▶ **Task to complete**:
Reproduce the listing below from the line containing "Q: Where is the brown" through its final line, both included.

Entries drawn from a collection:
#####
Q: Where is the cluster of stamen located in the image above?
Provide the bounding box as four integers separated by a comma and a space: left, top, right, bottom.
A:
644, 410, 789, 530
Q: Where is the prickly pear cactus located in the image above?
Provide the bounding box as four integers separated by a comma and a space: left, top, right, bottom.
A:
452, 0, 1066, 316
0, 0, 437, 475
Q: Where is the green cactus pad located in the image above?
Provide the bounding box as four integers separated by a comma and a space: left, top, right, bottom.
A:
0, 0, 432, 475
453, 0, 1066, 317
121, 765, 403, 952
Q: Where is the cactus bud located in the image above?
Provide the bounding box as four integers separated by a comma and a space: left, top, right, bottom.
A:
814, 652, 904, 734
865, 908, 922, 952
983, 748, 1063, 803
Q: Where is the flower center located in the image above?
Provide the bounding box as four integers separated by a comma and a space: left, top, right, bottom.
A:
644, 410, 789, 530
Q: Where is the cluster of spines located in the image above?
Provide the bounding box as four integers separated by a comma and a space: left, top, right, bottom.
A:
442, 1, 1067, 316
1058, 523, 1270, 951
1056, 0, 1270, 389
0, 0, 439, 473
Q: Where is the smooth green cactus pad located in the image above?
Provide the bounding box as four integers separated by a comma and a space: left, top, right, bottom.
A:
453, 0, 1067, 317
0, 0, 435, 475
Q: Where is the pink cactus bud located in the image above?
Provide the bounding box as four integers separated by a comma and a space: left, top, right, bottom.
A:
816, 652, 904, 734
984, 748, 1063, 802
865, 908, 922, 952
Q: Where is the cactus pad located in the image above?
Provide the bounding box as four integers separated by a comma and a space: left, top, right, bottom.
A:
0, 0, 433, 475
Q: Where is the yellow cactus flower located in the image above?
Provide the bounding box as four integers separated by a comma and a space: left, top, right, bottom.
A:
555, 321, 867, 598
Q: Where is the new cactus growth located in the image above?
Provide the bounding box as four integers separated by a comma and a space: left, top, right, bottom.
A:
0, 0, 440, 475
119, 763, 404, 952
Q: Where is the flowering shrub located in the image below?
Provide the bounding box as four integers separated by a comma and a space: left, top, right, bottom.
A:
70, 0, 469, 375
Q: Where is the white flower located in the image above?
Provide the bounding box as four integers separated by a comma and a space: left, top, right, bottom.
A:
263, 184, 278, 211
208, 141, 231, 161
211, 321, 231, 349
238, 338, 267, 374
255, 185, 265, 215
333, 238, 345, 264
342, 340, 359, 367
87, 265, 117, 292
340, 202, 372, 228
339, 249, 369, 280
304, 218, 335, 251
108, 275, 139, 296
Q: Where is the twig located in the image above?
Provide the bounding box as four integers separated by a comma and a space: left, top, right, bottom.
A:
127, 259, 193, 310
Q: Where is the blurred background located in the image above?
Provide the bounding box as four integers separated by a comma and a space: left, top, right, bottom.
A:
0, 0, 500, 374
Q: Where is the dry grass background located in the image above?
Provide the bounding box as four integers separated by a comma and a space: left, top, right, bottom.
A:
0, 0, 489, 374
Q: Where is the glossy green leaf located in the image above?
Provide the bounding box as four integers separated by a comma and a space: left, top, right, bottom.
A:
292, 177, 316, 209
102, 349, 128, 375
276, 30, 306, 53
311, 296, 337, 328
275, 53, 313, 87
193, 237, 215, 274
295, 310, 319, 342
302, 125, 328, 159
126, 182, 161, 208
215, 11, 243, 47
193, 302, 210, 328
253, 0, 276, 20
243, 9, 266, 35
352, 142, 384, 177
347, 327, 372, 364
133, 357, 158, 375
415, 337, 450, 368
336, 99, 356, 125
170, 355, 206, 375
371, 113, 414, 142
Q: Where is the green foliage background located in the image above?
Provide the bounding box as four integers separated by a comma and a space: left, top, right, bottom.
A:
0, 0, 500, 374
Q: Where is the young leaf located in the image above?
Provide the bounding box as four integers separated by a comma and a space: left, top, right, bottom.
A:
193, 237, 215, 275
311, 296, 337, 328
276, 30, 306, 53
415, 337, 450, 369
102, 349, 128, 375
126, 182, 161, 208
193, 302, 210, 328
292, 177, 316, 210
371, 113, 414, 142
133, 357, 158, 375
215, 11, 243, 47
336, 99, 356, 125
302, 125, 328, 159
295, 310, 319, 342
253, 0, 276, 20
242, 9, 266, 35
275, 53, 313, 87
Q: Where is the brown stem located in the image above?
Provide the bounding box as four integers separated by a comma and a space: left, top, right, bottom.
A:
#####
▶ **Task response**:
Q: Where is the brown stem located in the image above?
Provide the bounding box as four integers separated by a comma and a space: left, top, right, bottom.
A:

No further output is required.